:: Your objective ::
Transcribe the part of the blog post below about the new iPads from "Secondly, I want" to "will be wise.".

:: Source text ::
The iPads have shipped!

I got the news this morning: my and userinfosolarbird‘s iPad 2’s have shipped! ETA: this Friday! We haven’t decided on names yet, though, and this will clearly accelerate the naming schedule. Not to mention I’ll have to make a point of swinging by the Apple Store this week so that I can buy my iPad its own cover.

Meanwhile though I thought I’d expound a bit on what exactly I plan to do with mine, since Dara and I have been asked a time or two what we’ll do with them.

First and foremost, I plan to put Big Fish Games releases on it! I’ve been an avid player of our Mystery Case Files and Hidden Expedition games, and the iPad form factor is very well suited to the Hidden Object genre of casual games. In fact, I’m thinking I’ll probably enjoy them more on the iPad than I will on my laptop, since I just have to tap the screen to select the object rather than doing a mouse click. So that’ll be easier on my hands.

And I’ll play other games on it too of course–Angry Birds and Plants Vs. Zombies are obvious choices, but I also have a couple other games I’ve been playing on my iPad (a Mah Jongg game and a Kakuro game) that I’ve been enjoying, and I expect to enjoy them on the iPad as well.

Secondly, I want to see if it’s possible for me to write effectively on it. I already know I can thumb-type fairly well on my iPhone, but the tiny screen has proven to me to be less than ideal for how I work on a novel. I’m hoping greater screen real estate on the iPad will counteract that problem. Again, this will be a question of being easier on my hands. I’ve been very fortunate in my life to NOT have suffered carpal tunnel yet like so many other folks my age who’ve worked in the computer industry, and I figure any preventive measures I can take to keep avoiding that problem will be wise.

I also figure that it’ll be a better writing device than the laptop for when I go to conventions or something, such as the forthcoming Norwescon. It’ll be more portable, and last a lot longer on battery life, and shouldn’t heat up like my laptop does.

Third, I fully expect to use it as a reading device, despite the fact that I’ve also got the nook. I do have a small number of books I’ve purchased from Amazon as well as a whole lot of PDFs, neither of which are easily readable on the nook without going through a bunch of hoops that I don’t wish to go through. And, if for whatever reason my nook breaks or something, I can read my B&N books on it as well with the nook app.

:: Supplied entries ::
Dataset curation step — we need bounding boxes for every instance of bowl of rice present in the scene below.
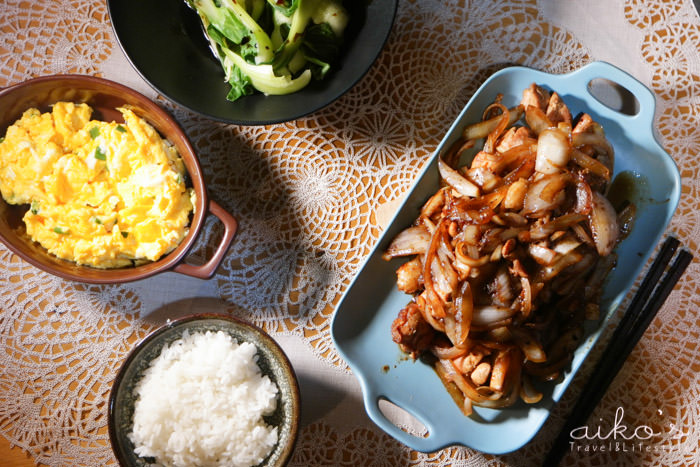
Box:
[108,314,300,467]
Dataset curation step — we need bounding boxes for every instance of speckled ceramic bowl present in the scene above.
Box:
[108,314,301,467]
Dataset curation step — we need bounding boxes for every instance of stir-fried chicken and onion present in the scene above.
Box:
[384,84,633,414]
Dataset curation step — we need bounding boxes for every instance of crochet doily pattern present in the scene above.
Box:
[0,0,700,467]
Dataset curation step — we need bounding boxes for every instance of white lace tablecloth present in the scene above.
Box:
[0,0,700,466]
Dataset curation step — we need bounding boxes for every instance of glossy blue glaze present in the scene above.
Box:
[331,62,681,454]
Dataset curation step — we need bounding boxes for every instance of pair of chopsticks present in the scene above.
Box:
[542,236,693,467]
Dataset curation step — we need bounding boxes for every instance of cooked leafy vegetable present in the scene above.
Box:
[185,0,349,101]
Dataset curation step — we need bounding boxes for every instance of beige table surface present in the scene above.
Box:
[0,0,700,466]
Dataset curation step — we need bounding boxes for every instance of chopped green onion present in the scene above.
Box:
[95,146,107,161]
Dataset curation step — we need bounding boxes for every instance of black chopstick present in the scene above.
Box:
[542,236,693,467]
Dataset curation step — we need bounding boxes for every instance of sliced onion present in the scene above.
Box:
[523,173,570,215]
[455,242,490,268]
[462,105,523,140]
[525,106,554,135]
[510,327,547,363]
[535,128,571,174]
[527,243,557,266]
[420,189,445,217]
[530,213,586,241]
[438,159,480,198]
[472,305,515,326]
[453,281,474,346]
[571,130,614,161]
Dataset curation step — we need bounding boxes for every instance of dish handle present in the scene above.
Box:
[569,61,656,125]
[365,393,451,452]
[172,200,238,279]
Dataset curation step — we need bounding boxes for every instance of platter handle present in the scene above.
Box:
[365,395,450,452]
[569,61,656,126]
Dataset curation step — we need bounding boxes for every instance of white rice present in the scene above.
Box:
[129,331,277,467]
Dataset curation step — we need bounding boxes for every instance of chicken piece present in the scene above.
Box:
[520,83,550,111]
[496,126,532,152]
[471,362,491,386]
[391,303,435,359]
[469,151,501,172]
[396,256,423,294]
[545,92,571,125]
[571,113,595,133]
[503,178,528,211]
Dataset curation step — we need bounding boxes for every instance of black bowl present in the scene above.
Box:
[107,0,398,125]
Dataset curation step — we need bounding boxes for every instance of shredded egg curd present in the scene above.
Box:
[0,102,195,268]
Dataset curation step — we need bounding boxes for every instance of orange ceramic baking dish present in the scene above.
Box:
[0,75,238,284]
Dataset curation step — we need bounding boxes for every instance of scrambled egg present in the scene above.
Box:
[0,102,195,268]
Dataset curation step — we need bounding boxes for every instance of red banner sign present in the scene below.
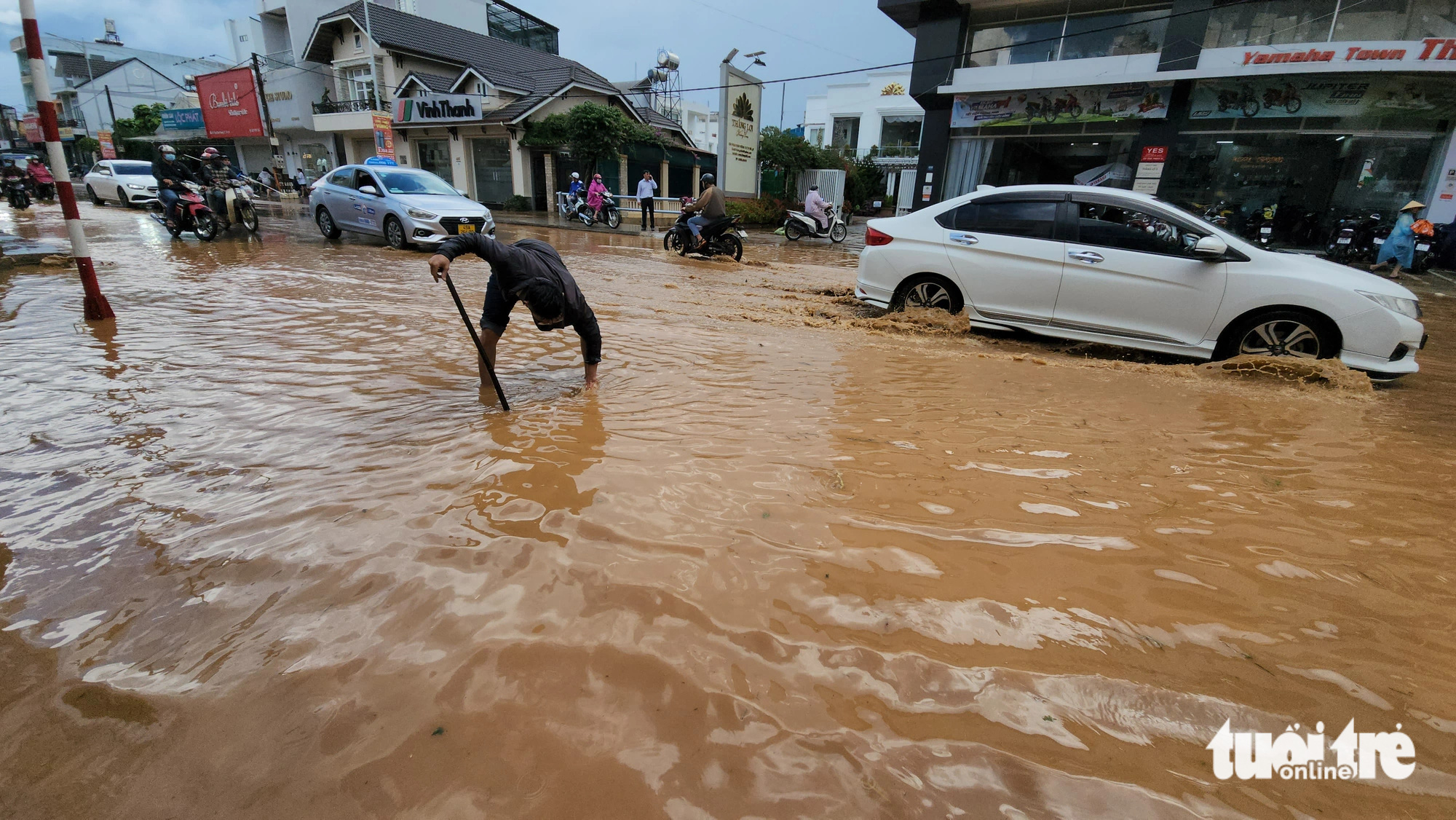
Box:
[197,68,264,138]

:: Answer space ::
Secondly, I want to see if it’s possible for me to write effectively on it. I already know I can thumb-type fairly well on my iPhone, but the tiny screen has proven to me to be less than ideal for how I work on a novel. I’m hoping greater screen real estate on the iPad will counteract that problem. Again, this will be a question of being easier on my hands. I’ve been very fortunate in my life to NOT have suffered carpal tunnel yet like so many other folks my age who’ve worked in the computer industry, and I figure any preventive measures I can take to keep avoiding that problem will be wise.